### TO DO
Work out how many lines in the data hold the string "onion". Reply with only that number.

### DATA RECORDS

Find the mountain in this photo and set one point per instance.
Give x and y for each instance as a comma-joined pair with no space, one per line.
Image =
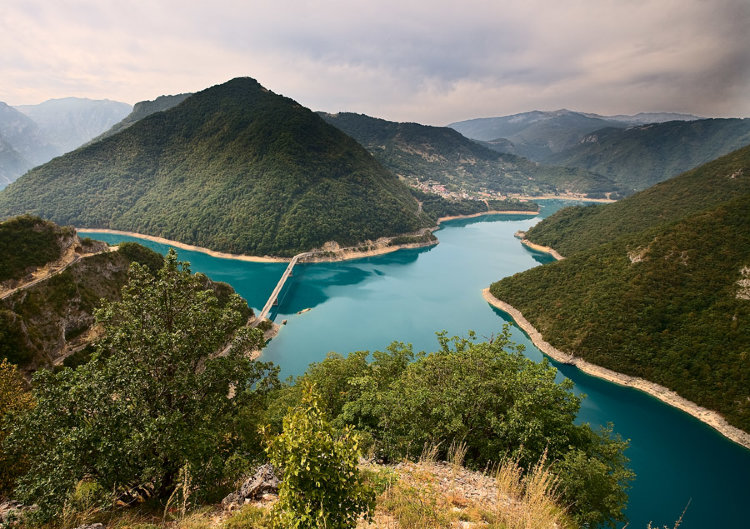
640,156
143,109
422,153
580,228
12,163
70,122
655,285
22,144
45,316
645,118
234,168
540,135
536,135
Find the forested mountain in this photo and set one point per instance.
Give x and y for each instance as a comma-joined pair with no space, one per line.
655,285
441,154
580,228
536,134
70,122
234,167
638,157
22,144
51,322
143,109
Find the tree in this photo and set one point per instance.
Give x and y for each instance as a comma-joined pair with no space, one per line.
14,399
322,486
155,397
489,397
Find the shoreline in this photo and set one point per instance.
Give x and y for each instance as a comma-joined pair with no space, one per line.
565,197
537,247
340,254
666,395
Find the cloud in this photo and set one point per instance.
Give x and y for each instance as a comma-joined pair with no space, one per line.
432,62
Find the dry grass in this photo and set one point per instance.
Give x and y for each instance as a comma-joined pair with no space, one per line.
534,502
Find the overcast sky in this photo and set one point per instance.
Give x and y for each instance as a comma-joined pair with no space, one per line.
428,61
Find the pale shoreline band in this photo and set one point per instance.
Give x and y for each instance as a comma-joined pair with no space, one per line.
340,255
665,395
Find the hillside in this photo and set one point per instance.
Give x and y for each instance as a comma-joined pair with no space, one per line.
536,135
234,168
540,135
50,321
638,157
574,229
441,154
22,144
70,122
660,295
143,109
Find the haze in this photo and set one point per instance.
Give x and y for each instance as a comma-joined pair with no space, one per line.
433,62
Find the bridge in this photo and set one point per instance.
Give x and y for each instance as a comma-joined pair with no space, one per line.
274,298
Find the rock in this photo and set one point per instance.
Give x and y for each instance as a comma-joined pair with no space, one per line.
11,512
263,482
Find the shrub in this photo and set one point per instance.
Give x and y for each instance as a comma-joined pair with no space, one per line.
322,486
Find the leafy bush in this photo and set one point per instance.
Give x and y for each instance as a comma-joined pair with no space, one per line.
14,400
322,486
153,399
485,395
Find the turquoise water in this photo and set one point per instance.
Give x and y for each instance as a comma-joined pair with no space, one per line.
410,294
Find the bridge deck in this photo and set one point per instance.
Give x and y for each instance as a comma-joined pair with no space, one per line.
276,291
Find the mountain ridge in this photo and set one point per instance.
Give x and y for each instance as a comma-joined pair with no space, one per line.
233,168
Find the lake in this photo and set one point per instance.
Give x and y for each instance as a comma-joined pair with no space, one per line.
409,295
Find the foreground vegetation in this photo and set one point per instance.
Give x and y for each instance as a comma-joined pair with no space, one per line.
27,242
156,409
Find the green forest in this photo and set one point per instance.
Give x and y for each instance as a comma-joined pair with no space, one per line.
579,228
234,168
154,403
656,292
441,154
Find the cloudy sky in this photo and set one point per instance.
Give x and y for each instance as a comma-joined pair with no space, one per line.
429,61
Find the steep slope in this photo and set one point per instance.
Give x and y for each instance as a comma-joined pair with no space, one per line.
575,229
670,304
51,321
536,135
441,154
26,144
143,109
641,156
234,168
70,122
12,163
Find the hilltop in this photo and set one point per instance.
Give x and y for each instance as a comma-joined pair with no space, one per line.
574,229
423,153
654,286
640,156
234,168
51,283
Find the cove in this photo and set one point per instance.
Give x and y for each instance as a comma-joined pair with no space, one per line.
409,295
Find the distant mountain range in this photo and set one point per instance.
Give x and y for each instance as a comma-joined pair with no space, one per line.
143,109
235,168
422,153
31,135
634,152
655,285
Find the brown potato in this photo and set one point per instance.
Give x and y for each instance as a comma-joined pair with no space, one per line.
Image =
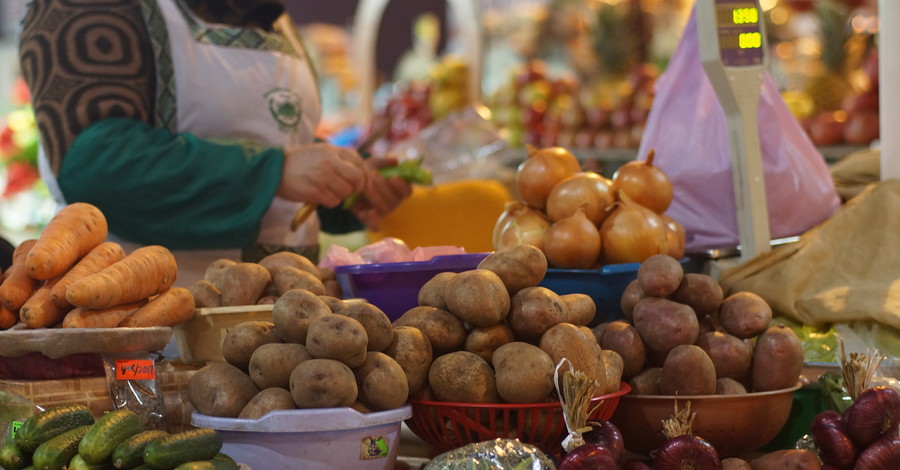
271,364
267,400
519,266
431,294
621,337
477,296
377,324
664,324
535,310
412,350
463,377
381,382
220,389
242,339
660,275
777,359
731,355
485,340
244,284
323,383
744,314
445,331
337,337
524,373
688,370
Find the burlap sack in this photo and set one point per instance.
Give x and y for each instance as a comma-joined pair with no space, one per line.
845,269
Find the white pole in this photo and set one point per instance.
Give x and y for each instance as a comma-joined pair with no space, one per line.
889,91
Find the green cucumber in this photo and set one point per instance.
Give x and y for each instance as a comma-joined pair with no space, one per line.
175,449
108,432
56,453
50,423
130,453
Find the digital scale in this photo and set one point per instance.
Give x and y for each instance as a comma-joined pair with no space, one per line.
733,53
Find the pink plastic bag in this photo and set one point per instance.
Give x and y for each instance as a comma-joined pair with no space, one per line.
686,128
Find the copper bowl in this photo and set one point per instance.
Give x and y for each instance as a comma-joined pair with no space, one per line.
733,424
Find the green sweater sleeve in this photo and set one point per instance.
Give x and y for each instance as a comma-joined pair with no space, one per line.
176,190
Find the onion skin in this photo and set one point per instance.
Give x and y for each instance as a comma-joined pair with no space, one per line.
683,452
883,454
875,413
829,432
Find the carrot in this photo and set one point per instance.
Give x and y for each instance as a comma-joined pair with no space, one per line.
100,257
74,231
81,317
144,272
170,308
39,311
17,284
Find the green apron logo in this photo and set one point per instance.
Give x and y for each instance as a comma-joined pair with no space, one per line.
284,105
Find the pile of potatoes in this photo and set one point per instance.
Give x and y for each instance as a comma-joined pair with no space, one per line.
492,335
681,335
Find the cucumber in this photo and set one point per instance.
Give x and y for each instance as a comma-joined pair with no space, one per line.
108,432
56,453
51,423
130,453
175,449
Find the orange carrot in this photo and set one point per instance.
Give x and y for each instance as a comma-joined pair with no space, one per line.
39,311
74,231
100,257
17,284
170,308
81,317
144,272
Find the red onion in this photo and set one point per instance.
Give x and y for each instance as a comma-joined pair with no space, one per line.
831,438
875,413
683,452
883,454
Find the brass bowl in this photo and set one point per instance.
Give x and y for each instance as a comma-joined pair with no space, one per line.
733,424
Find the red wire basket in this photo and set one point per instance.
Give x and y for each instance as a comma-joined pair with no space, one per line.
446,425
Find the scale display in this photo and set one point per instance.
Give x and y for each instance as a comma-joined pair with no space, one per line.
740,33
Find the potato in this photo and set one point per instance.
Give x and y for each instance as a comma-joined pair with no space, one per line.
688,370
289,277
206,294
790,459
777,359
220,389
621,337
323,383
337,337
445,331
580,308
731,355
242,339
477,296
485,340
267,400
463,377
700,292
659,275
293,312
412,350
377,324
744,314
535,310
271,364
519,266
244,284
664,324
431,294
381,382
524,373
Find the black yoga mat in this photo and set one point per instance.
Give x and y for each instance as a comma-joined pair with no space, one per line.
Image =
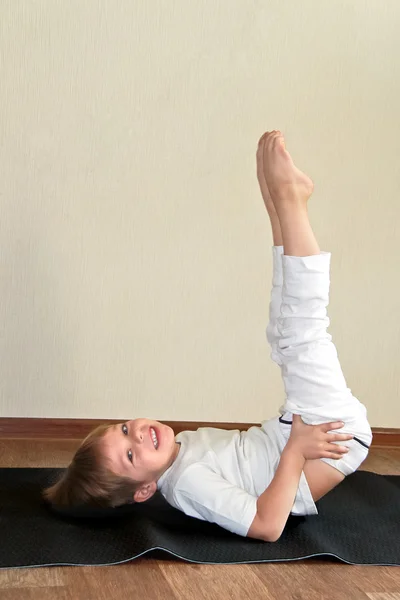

### RESULT
2